▶ Data records:
++++++++++++++++++++
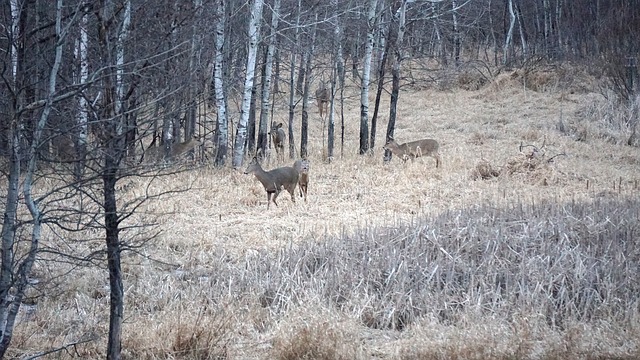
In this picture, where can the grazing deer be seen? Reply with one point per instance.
(277, 138)
(322, 97)
(414, 149)
(275, 180)
(302, 166)
(157, 153)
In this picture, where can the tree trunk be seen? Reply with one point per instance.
(380, 87)
(83, 109)
(509, 36)
(218, 76)
(254, 37)
(366, 73)
(292, 81)
(395, 74)
(266, 84)
(308, 58)
(337, 69)
(456, 33)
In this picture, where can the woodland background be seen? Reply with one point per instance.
(124, 236)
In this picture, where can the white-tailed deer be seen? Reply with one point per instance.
(277, 138)
(275, 180)
(157, 153)
(302, 166)
(322, 97)
(414, 149)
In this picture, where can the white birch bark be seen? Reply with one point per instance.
(123, 35)
(15, 31)
(266, 87)
(83, 111)
(366, 74)
(11, 306)
(254, 37)
(456, 32)
(292, 80)
(218, 84)
(338, 66)
(507, 40)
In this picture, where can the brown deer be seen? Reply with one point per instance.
(157, 153)
(322, 97)
(302, 166)
(414, 149)
(275, 180)
(277, 138)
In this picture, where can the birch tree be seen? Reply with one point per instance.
(266, 85)
(218, 81)
(292, 80)
(82, 118)
(254, 36)
(17, 263)
(366, 74)
(400, 17)
(337, 69)
(308, 58)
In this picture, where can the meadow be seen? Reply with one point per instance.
(523, 244)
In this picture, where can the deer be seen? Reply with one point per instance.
(157, 153)
(275, 180)
(414, 149)
(322, 97)
(302, 166)
(277, 138)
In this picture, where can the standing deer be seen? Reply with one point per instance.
(275, 180)
(277, 138)
(414, 149)
(302, 166)
(322, 97)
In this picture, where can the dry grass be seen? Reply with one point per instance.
(536, 259)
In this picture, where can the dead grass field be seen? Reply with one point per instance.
(182, 304)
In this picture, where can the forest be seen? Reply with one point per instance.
(131, 228)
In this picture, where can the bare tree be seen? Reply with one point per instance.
(16, 263)
(266, 85)
(366, 73)
(400, 17)
(308, 59)
(254, 37)
(292, 80)
(218, 81)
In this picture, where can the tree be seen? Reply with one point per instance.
(400, 17)
(15, 271)
(308, 59)
(254, 37)
(366, 73)
(218, 81)
(292, 79)
(266, 85)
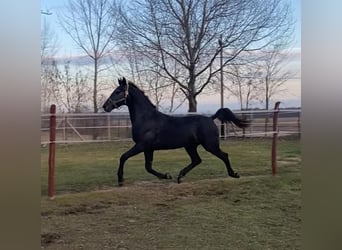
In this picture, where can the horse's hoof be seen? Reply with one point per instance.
(234, 175)
(168, 176)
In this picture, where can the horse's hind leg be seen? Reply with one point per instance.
(195, 160)
(215, 150)
(124, 157)
(148, 166)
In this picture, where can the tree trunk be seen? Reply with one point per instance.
(95, 85)
(192, 103)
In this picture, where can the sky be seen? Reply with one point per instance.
(206, 103)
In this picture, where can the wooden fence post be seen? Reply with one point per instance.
(51, 182)
(275, 138)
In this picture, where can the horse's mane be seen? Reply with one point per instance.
(132, 85)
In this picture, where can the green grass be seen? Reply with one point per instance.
(207, 211)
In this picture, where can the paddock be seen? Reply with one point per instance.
(207, 211)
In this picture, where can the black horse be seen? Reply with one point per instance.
(153, 130)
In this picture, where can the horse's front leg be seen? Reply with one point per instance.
(148, 166)
(136, 149)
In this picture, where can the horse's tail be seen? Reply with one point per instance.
(226, 115)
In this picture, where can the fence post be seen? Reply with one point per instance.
(51, 182)
(275, 137)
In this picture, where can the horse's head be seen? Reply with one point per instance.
(118, 97)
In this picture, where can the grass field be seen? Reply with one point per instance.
(207, 211)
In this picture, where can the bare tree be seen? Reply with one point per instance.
(49, 48)
(91, 25)
(163, 91)
(187, 32)
(70, 89)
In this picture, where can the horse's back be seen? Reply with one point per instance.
(185, 131)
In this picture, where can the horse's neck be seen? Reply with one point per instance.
(140, 109)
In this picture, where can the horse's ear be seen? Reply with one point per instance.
(122, 81)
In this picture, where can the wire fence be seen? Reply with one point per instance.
(116, 126)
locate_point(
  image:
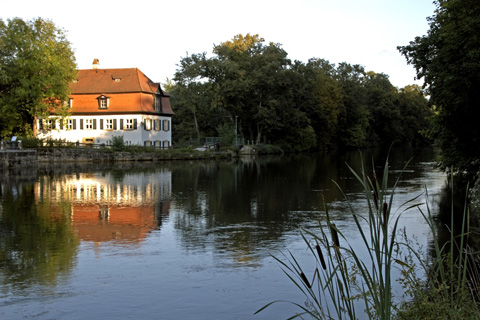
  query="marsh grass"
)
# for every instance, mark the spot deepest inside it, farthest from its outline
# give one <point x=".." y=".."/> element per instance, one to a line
<point x="351" y="282"/>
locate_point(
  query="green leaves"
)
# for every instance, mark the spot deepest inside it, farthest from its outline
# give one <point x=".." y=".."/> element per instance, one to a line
<point x="36" y="68"/>
<point x="448" y="59"/>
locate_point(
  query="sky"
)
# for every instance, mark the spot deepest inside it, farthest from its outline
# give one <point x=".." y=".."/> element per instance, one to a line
<point x="154" y="35"/>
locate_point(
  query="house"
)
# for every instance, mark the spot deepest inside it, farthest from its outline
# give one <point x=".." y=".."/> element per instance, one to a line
<point x="105" y="103"/>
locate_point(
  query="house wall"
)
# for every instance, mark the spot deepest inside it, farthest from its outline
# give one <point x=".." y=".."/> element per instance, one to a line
<point x="93" y="129"/>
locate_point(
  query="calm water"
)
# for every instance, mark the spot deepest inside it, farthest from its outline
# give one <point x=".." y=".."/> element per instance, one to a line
<point x="183" y="240"/>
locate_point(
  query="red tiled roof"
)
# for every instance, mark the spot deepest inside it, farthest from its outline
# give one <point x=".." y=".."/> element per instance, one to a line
<point x="129" y="90"/>
<point x="105" y="81"/>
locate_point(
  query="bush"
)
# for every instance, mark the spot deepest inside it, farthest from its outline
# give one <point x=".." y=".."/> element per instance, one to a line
<point x="342" y="279"/>
<point x="117" y="143"/>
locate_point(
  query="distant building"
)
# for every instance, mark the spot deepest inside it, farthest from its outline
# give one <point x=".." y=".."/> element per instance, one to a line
<point x="105" y="103"/>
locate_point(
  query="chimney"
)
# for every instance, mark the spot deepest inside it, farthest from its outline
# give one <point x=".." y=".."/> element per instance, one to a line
<point x="96" y="63"/>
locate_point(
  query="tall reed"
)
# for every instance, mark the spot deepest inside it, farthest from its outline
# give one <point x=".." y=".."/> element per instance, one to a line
<point x="347" y="278"/>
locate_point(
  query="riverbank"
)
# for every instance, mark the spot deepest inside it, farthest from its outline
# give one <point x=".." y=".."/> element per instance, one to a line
<point x="31" y="158"/>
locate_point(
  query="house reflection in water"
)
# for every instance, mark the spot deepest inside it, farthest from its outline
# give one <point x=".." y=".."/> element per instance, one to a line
<point x="106" y="207"/>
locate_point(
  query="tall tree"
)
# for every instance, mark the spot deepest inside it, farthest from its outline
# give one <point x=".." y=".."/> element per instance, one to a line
<point x="37" y="65"/>
<point x="448" y="59"/>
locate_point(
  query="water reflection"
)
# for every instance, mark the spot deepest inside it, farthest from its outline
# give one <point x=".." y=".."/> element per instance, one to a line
<point x="170" y="230"/>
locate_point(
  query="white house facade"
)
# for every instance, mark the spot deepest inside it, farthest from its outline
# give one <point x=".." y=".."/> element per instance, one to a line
<point x="105" y="103"/>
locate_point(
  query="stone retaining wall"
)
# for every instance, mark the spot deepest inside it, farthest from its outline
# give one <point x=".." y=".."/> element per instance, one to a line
<point x="17" y="158"/>
<point x="14" y="159"/>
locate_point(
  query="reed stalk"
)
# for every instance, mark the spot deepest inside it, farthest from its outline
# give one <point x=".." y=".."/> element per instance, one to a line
<point x="344" y="280"/>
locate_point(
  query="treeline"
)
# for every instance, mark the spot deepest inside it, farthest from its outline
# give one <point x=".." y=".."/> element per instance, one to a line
<point x="253" y="87"/>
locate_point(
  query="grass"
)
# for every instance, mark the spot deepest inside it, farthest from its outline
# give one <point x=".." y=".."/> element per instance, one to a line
<point x="352" y="283"/>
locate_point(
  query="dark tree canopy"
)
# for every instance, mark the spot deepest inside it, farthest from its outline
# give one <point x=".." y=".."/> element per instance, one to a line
<point x="298" y="106"/>
<point x="448" y="60"/>
<point x="37" y="65"/>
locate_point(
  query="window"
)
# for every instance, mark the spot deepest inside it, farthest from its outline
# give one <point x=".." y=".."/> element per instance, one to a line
<point x="49" y="124"/>
<point x="129" y="124"/>
<point x="148" y="124"/>
<point x="157" y="100"/>
<point x="88" y="124"/>
<point x="69" y="124"/>
<point x="109" y="124"/>
<point x="103" y="102"/>
<point x="166" y="125"/>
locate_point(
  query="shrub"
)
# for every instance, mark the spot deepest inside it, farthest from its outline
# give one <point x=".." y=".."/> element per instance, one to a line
<point x="342" y="279"/>
<point x="117" y="143"/>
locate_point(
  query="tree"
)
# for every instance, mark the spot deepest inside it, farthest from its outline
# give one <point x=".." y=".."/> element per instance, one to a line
<point x="448" y="60"/>
<point x="37" y="65"/>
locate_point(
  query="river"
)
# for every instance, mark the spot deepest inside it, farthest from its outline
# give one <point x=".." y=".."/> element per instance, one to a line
<point x="181" y="240"/>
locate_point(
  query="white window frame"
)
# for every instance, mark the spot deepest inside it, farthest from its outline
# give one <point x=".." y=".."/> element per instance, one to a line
<point x="108" y="124"/>
<point x="69" y="124"/>
<point x="88" y="124"/>
<point x="148" y="124"/>
<point x="129" y="124"/>
<point x="166" y="125"/>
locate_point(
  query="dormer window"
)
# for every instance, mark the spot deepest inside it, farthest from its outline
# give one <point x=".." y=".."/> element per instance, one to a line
<point x="157" y="102"/>
<point x="103" y="102"/>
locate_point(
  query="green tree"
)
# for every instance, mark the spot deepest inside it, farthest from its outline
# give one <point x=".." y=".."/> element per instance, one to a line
<point x="37" y="65"/>
<point x="353" y="117"/>
<point x="448" y="60"/>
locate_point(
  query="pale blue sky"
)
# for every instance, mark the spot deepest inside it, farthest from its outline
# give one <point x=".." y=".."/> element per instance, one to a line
<point x="154" y="35"/>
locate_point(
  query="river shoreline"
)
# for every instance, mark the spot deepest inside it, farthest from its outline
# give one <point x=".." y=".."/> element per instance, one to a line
<point x="33" y="158"/>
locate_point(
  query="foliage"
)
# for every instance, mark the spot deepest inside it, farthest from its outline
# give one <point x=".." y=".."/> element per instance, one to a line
<point x="227" y="134"/>
<point x="343" y="281"/>
<point x="31" y="143"/>
<point x="117" y="143"/>
<point x="448" y="60"/>
<point x="297" y="106"/>
<point x="36" y="67"/>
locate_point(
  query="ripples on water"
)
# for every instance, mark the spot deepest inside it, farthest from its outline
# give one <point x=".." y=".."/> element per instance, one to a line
<point x="184" y="240"/>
++++++++++++++++++++
▶ Exercise goal:
Determine how many lines of the data records contain the string "horse", treating uppercase and lowercase letters as distinct, and give only that number.

▶ Written answer:
10